**THE PROBLEM:**
Continue the text on the search for a drug that inhibits the protein Nupr1 in pancreatic cancer, starting after its final sentence.

**TEXT SEGMENT:**
• • • •

Molecular model of the drug (in gray) in interaction with some structures of the disordered proteins (in green and orange).
Pancreatic cancer is one of the most lethal tumors and, up until now, drugs available to fight it are only generic chemotherapy treatments. The protein Nupr1 belongs to the special class of “intrinsically disordered proteins” and its involvement in this pathology has been demonstrated since the ’90s by a French team of the National Institute of Health in Marseille.
The aim of discovering a molecule capable to inhibit this protein has been now reached through a study performed by the Institute of Nanotechnology of the National Research Council of Italy (Cnr-Nanotec), unit of Rende (Cosenza), in collaboration with several research units in Spain, including the universities of Elche and Zaragoza, and the center for hepato-digestive diseases of Madrid, in cooperation with the Cancer Center of Marseille.

• • • •

**DATA SUPPLIED:**
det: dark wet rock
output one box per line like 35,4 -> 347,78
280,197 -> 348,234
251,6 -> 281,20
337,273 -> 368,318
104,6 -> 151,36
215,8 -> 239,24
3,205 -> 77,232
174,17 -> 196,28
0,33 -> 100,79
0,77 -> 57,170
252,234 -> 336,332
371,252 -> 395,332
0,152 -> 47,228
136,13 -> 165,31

• • • •

**REPLY TO THE TASK:**
“The research has been performed starting from the screening of more than 1000 drugs already approved for various therapeutic indications,” explains Bruno Rizzuti of Cnr-Nanotec in Rende. “The combined use of experimental techniques and computer simulations has allowed us to identify some of those drugs capable to interact with the protein Nupr1. ‘In vitro’ experiments have afterwards shown that the selected compounds were able to lower the vitality of tumor cells, reduce the ability of migration, and completely suppress the possibility of colony formation. The most effective compound has been tested ‘in vivo’ on human pancreatic cancer cells transplanted on mice, and proved to be able to completely arrest the development of the disease. The molecule at issue — known as trifluoperazine, and used until now only for its anti-psychotic action — has demonstrated an antitumor efficacy even higher than the most powerful chemotherapy treatments available so far. Furthermore, this study shows that this new molecule constitutes not only an alternative to such previously known drugs, but it can be combined with them to increase the overall therapeutic effect.”
“According to one of the dogmas of classical biology,” he adds, “the conformation of a protein should be unique and well defined to allow each of these ‘molecular machines’ to carry out a specific function. Disordered proteins overturn the validity of this principle and, due to their flexible structure, are able to perform multiple functions of cell communication and regulation. However, the absence of well-defined structural elements appeared to be an insurmountable obstacle to proceed to a rational design of selective drugs to hinder their action.”